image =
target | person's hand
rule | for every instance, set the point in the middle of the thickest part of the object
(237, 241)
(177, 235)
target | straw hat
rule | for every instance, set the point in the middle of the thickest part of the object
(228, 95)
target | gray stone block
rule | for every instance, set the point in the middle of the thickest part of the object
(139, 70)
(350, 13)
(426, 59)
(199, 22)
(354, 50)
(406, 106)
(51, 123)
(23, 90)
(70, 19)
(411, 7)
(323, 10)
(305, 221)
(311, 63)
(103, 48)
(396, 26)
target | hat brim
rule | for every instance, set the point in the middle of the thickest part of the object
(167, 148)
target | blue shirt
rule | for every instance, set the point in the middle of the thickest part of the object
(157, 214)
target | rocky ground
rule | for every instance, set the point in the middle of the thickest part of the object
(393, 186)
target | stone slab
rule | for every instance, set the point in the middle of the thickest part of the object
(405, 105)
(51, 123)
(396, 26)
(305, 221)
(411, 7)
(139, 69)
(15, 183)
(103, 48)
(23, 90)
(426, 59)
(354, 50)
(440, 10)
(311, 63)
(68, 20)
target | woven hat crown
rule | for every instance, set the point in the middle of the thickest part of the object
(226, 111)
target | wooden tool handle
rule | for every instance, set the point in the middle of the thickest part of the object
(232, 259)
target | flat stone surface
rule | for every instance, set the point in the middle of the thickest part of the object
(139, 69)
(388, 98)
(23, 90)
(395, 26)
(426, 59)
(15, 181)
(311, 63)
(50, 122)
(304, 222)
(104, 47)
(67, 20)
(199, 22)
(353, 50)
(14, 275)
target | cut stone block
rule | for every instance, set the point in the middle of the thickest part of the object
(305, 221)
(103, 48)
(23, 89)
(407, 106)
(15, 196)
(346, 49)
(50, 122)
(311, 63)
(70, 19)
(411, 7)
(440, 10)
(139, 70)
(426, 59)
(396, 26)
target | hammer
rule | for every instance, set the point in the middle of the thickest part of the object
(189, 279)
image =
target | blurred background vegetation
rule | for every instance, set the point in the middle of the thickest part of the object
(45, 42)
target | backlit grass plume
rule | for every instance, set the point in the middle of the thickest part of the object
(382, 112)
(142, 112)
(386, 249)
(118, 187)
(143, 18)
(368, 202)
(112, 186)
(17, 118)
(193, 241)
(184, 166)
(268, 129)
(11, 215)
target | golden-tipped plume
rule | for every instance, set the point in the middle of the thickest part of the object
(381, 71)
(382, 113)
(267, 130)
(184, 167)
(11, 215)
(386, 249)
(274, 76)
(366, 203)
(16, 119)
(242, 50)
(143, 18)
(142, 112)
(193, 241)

Problem to work on:
Repeat the material above exactly.

Finished task:
image =
target | person's hand
rule | for every instance, set the point in the middle of the thickest part of the object
(237, 241)
(177, 235)
target | straw hat
rule | for every instance, set the point in the middle of the thickest part of the object
(228, 95)
target | gray stone block
rule | for every instance, set the point in the middle of the thickest part of the object
(139, 70)
(350, 13)
(426, 59)
(199, 22)
(354, 50)
(406, 106)
(51, 123)
(23, 90)
(70, 19)
(411, 7)
(323, 10)
(305, 221)
(311, 63)
(103, 48)
(396, 26)
target | hat brim
rule | for every instance, set the point in the middle of the thickest part of the object
(167, 148)
target | blue shirt
rule | for every instance, set the point in the middle of the thickest part of the object
(157, 214)
target | rocky ground
rule | for every instance, set the point in the middle of the thickest part of the object
(393, 186)
target | stone slab
rule | for every instance, set the point in the middle of the thickest part of the object
(405, 105)
(51, 123)
(396, 26)
(305, 221)
(411, 7)
(139, 69)
(15, 183)
(103, 48)
(23, 90)
(426, 59)
(354, 50)
(440, 10)
(311, 63)
(68, 20)
target | woven hat crown
rule | for every instance, set the point in the middle of the thickest part of the object
(226, 111)
target | wooden tool handle
rule | for every instance, set the point in the middle of the thickest part of the object
(232, 259)
target | flat stone surface
rule | for every instance, set the point in the middle of the thickest part of the object
(139, 69)
(388, 98)
(23, 90)
(395, 26)
(426, 59)
(15, 181)
(311, 63)
(50, 122)
(304, 222)
(104, 47)
(67, 20)
(199, 22)
(353, 50)
(14, 275)
target | cut stone block
rule | for every instance, set the point in the middle of the thickest part of the object
(305, 221)
(103, 48)
(23, 89)
(407, 106)
(15, 196)
(346, 49)
(50, 122)
(311, 63)
(70, 19)
(411, 7)
(440, 10)
(139, 70)
(426, 59)
(396, 26)
target | hammer
rule | for every instance, set the point in the middle of the thickest part of the object
(189, 279)
image =
target | blurred background vegetation
rule | for every instance, set the point in the middle of the thickest part of the object
(45, 42)
target | backlit grass plume
rule | for every instance, set the point in the middle of the thickest part of the object
(382, 112)
(142, 112)
(386, 249)
(118, 187)
(143, 18)
(368, 202)
(112, 186)
(17, 118)
(193, 241)
(184, 166)
(268, 129)
(11, 215)
target | golden-tipped plume
rule | for every instance, set the point in the middle of the thickest part of the object
(381, 71)
(382, 113)
(267, 130)
(184, 167)
(11, 215)
(386, 249)
(274, 76)
(366, 203)
(16, 119)
(242, 50)
(143, 18)
(142, 112)
(193, 241)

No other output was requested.